Required action:
With no line left out, restate the data word for word.

Segment Start: Supplied material

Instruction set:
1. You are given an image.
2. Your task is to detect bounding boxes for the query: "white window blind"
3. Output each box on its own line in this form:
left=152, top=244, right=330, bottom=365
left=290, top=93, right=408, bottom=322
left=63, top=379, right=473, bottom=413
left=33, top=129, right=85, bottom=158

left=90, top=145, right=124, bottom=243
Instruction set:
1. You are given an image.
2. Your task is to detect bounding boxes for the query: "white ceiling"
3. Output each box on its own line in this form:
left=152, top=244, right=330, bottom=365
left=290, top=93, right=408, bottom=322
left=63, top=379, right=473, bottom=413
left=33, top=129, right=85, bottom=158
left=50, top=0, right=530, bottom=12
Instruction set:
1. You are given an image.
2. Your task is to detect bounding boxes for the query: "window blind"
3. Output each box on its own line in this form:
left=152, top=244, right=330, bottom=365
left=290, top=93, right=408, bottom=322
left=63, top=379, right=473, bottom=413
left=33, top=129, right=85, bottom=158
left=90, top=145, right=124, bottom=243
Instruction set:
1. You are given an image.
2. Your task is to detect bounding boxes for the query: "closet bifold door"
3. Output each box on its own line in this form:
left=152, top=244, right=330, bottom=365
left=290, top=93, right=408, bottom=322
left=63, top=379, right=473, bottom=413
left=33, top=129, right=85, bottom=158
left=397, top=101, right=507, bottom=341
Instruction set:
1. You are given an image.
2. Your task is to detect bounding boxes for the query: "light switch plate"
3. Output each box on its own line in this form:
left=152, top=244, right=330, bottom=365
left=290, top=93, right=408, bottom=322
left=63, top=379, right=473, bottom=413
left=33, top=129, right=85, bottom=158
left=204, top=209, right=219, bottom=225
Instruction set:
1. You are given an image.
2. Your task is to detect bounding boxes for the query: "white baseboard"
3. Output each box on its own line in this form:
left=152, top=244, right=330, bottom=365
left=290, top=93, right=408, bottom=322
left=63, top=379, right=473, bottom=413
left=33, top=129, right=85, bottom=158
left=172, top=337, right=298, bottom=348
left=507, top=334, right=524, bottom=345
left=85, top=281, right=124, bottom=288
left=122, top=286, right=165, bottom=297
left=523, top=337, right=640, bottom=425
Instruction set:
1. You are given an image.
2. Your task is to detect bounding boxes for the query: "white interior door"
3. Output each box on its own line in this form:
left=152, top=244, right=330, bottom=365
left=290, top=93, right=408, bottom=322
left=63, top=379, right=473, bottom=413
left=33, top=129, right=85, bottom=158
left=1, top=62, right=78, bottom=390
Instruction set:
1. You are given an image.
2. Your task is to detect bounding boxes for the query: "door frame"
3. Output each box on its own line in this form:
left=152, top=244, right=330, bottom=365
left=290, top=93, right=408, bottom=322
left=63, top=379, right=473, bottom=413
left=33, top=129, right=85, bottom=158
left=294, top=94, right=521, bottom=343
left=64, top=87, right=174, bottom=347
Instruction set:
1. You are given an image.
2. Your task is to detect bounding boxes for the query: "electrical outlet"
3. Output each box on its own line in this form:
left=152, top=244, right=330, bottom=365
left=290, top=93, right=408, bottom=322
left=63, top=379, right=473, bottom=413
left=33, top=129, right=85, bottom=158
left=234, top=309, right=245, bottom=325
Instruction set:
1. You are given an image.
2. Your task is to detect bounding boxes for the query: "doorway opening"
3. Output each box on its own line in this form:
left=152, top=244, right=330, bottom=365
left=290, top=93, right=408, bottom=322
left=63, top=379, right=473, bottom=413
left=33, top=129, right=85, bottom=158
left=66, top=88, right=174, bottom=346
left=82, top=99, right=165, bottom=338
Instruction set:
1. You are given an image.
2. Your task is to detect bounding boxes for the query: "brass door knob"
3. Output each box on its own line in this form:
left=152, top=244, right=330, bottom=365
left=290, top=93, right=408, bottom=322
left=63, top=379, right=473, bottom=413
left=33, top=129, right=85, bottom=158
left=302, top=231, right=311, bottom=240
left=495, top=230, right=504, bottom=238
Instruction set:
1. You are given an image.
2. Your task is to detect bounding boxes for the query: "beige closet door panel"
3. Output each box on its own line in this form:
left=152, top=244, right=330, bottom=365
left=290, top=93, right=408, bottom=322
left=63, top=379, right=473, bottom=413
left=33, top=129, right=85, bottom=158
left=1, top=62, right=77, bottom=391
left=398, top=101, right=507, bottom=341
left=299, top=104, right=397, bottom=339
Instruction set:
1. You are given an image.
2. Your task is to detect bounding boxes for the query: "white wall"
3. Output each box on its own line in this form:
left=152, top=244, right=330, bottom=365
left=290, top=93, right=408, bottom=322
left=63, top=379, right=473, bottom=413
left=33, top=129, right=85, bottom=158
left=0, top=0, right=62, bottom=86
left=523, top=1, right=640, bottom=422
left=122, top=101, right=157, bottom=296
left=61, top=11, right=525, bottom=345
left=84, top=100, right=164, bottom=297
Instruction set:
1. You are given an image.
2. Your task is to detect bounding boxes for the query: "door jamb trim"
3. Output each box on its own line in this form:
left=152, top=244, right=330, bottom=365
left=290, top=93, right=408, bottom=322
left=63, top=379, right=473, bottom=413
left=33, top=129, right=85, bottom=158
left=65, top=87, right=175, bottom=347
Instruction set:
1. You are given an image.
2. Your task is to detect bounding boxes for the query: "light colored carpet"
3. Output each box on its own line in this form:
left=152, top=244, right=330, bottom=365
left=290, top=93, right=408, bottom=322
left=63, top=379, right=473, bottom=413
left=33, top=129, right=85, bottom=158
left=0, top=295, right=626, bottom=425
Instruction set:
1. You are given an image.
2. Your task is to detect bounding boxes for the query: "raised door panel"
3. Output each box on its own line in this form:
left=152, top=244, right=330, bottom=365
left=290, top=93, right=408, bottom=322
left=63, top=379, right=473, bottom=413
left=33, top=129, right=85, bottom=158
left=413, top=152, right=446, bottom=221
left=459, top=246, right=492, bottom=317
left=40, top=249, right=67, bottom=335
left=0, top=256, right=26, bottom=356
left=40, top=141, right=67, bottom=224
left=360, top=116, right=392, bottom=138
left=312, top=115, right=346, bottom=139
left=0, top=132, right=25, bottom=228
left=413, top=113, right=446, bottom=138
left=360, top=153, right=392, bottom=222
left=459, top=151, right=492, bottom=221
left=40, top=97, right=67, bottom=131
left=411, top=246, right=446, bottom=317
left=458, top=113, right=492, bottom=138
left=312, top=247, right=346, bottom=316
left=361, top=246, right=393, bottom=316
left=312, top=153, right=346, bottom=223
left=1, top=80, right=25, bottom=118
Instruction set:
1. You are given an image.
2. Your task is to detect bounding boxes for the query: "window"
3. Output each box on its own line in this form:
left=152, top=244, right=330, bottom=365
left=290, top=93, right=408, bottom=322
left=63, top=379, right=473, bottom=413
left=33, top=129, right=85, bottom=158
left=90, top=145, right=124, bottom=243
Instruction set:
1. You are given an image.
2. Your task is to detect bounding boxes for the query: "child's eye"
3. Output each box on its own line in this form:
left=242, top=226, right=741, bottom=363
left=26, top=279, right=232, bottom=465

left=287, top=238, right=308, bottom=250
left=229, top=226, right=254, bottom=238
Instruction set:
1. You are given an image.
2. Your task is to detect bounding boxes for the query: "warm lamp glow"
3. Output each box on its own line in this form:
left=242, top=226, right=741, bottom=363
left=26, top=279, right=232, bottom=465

Segment End: Supplied material

Completed task:
Instruction set:
1. You are given an image.
2. Your task is to detect bounding boxes for the query: "white window blind"
3. Output each box on its own line in this form:
left=152, top=244, right=330, bottom=365
left=290, top=93, right=408, bottom=322
left=63, top=379, right=473, bottom=413
left=33, top=129, right=85, bottom=158

left=90, top=145, right=124, bottom=243
Instruction set:
1. You are given an image.
2. Your task is to detect bounding boxes for the query: "white ceiling"
3. Output each box on its own line in this form:
left=152, top=244, right=330, bottom=365
left=290, top=93, right=408, bottom=322
left=63, top=379, right=473, bottom=413
left=33, top=129, right=85, bottom=158
left=50, top=0, right=530, bottom=12
Instruction set:
1. You are given an image.
2. Your task is to detect bounding boxes for the query: "window blind"
3. Output each box on its own line in this form:
left=152, top=244, right=330, bottom=365
left=290, top=93, right=408, bottom=322
left=63, top=379, right=473, bottom=413
left=33, top=129, right=85, bottom=158
left=90, top=145, right=124, bottom=243
Instruction set:
1. You are given an image.
2. Your task is to detect bounding boxes for the query: "closet bifold door"
3. Output each box on its own line in this form:
left=152, top=244, right=330, bottom=365
left=290, top=93, right=408, bottom=322
left=63, top=379, right=473, bottom=413
left=33, top=129, right=85, bottom=158
left=397, top=101, right=507, bottom=341
Instruction set:
1. You are given an image.
2. Your task is to detect bounding boxes for the query: "light switch plate"
3. Output each box on its own line in this form:
left=152, top=244, right=330, bottom=365
left=290, top=93, right=408, bottom=322
left=63, top=379, right=473, bottom=413
left=33, top=129, right=85, bottom=158
left=204, top=209, right=219, bottom=225
Instruction set:
1. You are given an image.
2. Your task is to detect bounding boxes for the query: "white baseboard"
3. Output each box on its own line in this form:
left=152, top=244, right=330, bottom=365
left=290, top=93, right=408, bottom=322
left=63, top=379, right=473, bottom=413
left=33, top=129, right=85, bottom=158
left=172, top=337, right=298, bottom=348
left=507, top=334, right=524, bottom=345
left=85, top=281, right=124, bottom=288
left=122, top=286, right=165, bottom=297
left=523, top=337, right=640, bottom=425
Instruction set:
1. You are given an image.
2. Your task is to detect bounding boxes for the query: "white interior door"
3. Output each box on its own line in this form:
left=152, top=244, right=330, bottom=365
left=290, top=93, right=408, bottom=322
left=63, top=379, right=473, bottom=413
left=33, top=129, right=85, bottom=158
left=1, top=62, right=78, bottom=390
Instruction set:
1. You are given an image.
2. Your task is to detect bounding boxes for the query: "door frame"
3. Output each box on its own line in this form:
left=152, top=244, right=330, bottom=365
left=290, top=93, right=408, bottom=322
left=63, top=379, right=473, bottom=413
left=33, top=129, right=85, bottom=158
left=294, top=94, right=521, bottom=343
left=64, top=87, right=174, bottom=347
Instruction set:
1. You are given an image.
2. Your task is to detect bounding boxes for the query: "electrical outlet"
3. Output each box on its own line in this form:
left=152, top=244, right=330, bottom=365
left=290, top=93, right=408, bottom=322
left=63, top=379, right=473, bottom=413
left=33, top=129, right=85, bottom=158
left=234, top=309, right=245, bottom=325
Instruction set:
1. You are given an image.
2. Your task is to detect bounding boxes for the query: "doorway opening"
3. Output each box on its own line in this form:
left=152, top=244, right=330, bottom=365
left=290, top=93, right=408, bottom=322
left=63, top=379, right=473, bottom=413
left=33, top=129, right=85, bottom=158
left=66, top=88, right=174, bottom=346
left=82, top=99, right=165, bottom=338
Instruction set:
1. You are given an image.
2. Your task is to detect bounding boxes for the query: "brass door knob"
3. Output each box on its own line in this form:
left=152, top=244, right=330, bottom=365
left=290, top=93, right=408, bottom=322
left=63, top=379, right=473, bottom=413
left=33, top=129, right=85, bottom=158
left=302, top=231, right=311, bottom=240
left=495, top=230, right=504, bottom=238
Instruction set:
1. You are given an image.
2. Your task is to detect bounding boxes for the query: "beige closet door panel"
3. Output each box on its own line in this form:
left=152, top=244, right=330, bottom=365
left=290, top=93, right=408, bottom=322
left=63, top=379, right=473, bottom=413
left=33, top=129, right=85, bottom=158
left=1, top=62, right=77, bottom=391
left=398, top=101, right=507, bottom=341
left=299, top=104, right=397, bottom=339
Instruction set:
1. You are given an image.
2. Your task is to detect bounding boxes for the query: "white wall"
3. Output each box on its own line in this form:
left=152, top=244, right=330, bottom=365
left=290, top=93, right=408, bottom=322
left=63, top=379, right=473, bottom=413
left=33, top=129, right=85, bottom=158
left=0, top=0, right=62, bottom=86
left=523, top=1, right=640, bottom=422
left=122, top=101, right=157, bottom=296
left=61, top=11, right=525, bottom=345
left=84, top=100, right=164, bottom=297
Instruction set:
1. You are given an image.
2. Your task is to detect bounding boxes for the query: "door jamb trim"
3. Output each box on its own line in this form:
left=152, top=244, right=330, bottom=365
left=290, top=93, right=408, bottom=322
left=63, top=379, right=473, bottom=413
left=33, top=129, right=85, bottom=158
left=65, top=87, right=175, bottom=347
Instruction set:
1. You are given an image.
2. Your task is to detect bounding boxes for the query: "light colored carpet"
3. Output each box on its own line in this form:
left=152, top=244, right=330, bottom=365
left=290, top=93, right=408, bottom=322
left=63, top=379, right=473, bottom=413
left=33, top=129, right=85, bottom=158
left=0, top=295, right=626, bottom=425
Instruction set:
1. You are given an image.
2. Your task is to detect bounding boxes for the query: "raised door panel"
3. Output each box on its own line in this form:
left=152, top=244, right=330, bottom=365
left=290, top=93, right=408, bottom=322
left=63, top=379, right=473, bottom=413
left=33, top=129, right=85, bottom=158
left=413, top=152, right=446, bottom=221
left=459, top=246, right=492, bottom=317
left=40, top=249, right=67, bottom=335
left=0, top=256, right=26, bottom=356
left=40, top=141, right=67, bottom=224
left=360, top=116, right=392, bottom=138
left=312, top=115, right=346, bottom=139
left=0, top=132, right=25, bottom=228
left=413, top=113, right=446, bottom=138
left=360, top=153, right=392, bottom=222
left=459, top=151, right=492, bottom=221
left=40, top=97, right=67, bottom=131
left=411, top=246, right=446, bottom=317
left=458, top=113, right=492, bottom=138
left=312, top=247, right=346, bottom=316
left=361, top=246, right=393, bottom=316
left=312, top=153, right=346, bottom=223
left=1, top=80, right=25, bottom=118
Instruction set:
1. You are given an image.
2. Your task is to detect bounding boxes for the query: "window"
3. Output each box on its own line in this form:
left=152, top=244, right=330, bottom=365
left=290, top=93, right=408, bottom=322
left=63, top=379, right=473, bottom=413
left=33, top=129, right=85, bottom=158
left=90, top=145, right=124, bottom=243
Instruction set:
1. You are given an image.
2. Your task is to detect bounding boxes for the query: "child's eye"
3. Output each box on its own line in this form:
left=242, top=226, right=741, bottom=363
left=26, top=279, right=232, bottom=465

left=287, top=238, right=308, bottom=250
left=229, top=226, right=254, bottom=238
Instruction set:
1. You are given an image.
2. Your task is to detect bounding boxes for the query: "warm lamp glow"
3. Output each box on its own line in this form:
left=242, top=226, right=741, bottom=363
left=26, top=279, right=232, bottom=465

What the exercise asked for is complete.